> **ЗАДАНИЕ A**
Определите, соответствуют ли фрагменту о каунчинской культуре следующие утверждения: (i) проблема датировки каунчинской культуры имеет единственный общепринятый вариант; (ii) переход к каунчинской культуре рассматривается на примере комплексов Шаш-II и Шаш-III; (iii) материалы исследованных авторами памятников никак не подтверждают эту датировку. Для каждого утверждения ответьте «да» или «нет» и приведите дословную цитату из фрагмента, на которой основан ответ.

> **ФРАГМЕНТ ТЕКСТА**

━━━━━━━━━━━━━━━━━━━━━━━━━━━━━━

Если рассматривать эволюцию ранних поселенческих структур Испиджабского округа в контексте генезиса начального этапа каунчинской культуры, то, в первую очередь, необходимо разобраться в самой хронологии этой культуры. Проблема датировки каунчинской культуры и её отдельных этапов имеет несколько вариантов, описанных в работах по этому вопросу Г.В. Григорьева, А.И. Тереножкина, Ю.Ф. Бурякова, Л.М. Левиной, М.И. Филанович и проанализированных в нашем исследовании.

Необходимо отметить, что датировка перехода бургулюксой культуры и перерастание ее в каунчинскую на примере комплексов Шаш-II и Шаш-III подтверждается в какой-то мере и материалами исследованных нами памятников.

━━━━━━━━━━━━━━━━━━━━━━━━━━━━━━

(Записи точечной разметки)
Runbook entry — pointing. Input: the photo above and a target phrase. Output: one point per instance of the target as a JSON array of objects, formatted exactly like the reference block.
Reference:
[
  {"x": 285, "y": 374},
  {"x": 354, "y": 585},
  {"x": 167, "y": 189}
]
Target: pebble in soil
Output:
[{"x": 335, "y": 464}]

━━━━━━━━━━━━━━━━━━━━━━━━━━━━━━

> **ЗАДАНИЕ B**
Оформите все строки записей точечной разметки в виде таблицы Markdown с двумя столбцами: «№» для номера строки и «Строка» для ее текста. Пустые строки в таблицу не включайте.

> **ОТВЕТ A**
(i) Нет: «Проблема датировки каунчинской культуры и её отдельных этапов имеет несколько вариантов».
(ii) Да: «на примере комплексов Шаш-II и Шаш-III».
(iii) Нет: «подтверждается в какой-то мере и материалами исследованных нами памятников».

> **ОТВЕТ B**
| № | Строка |
|---|---|
| 1 | Runbook entry — pointing. Input: the photo above and a target phrase. Output: one point per instance of the target as a JSON array of objects, formatted exactly like the reference block. |
| 2 | Reference: |
| 3 | [ |
| 4 |   {"x": 285, "y": 374}, |
| 5 |   {"x": 354, "y": 585}, |
| 6 |   {"x": 167, "y": 189} |
| 7 | ] |
| 8 | Target: pebble in soil |
| 9 | Output: |
| 10 | [{"x": 335, "y": 464}] |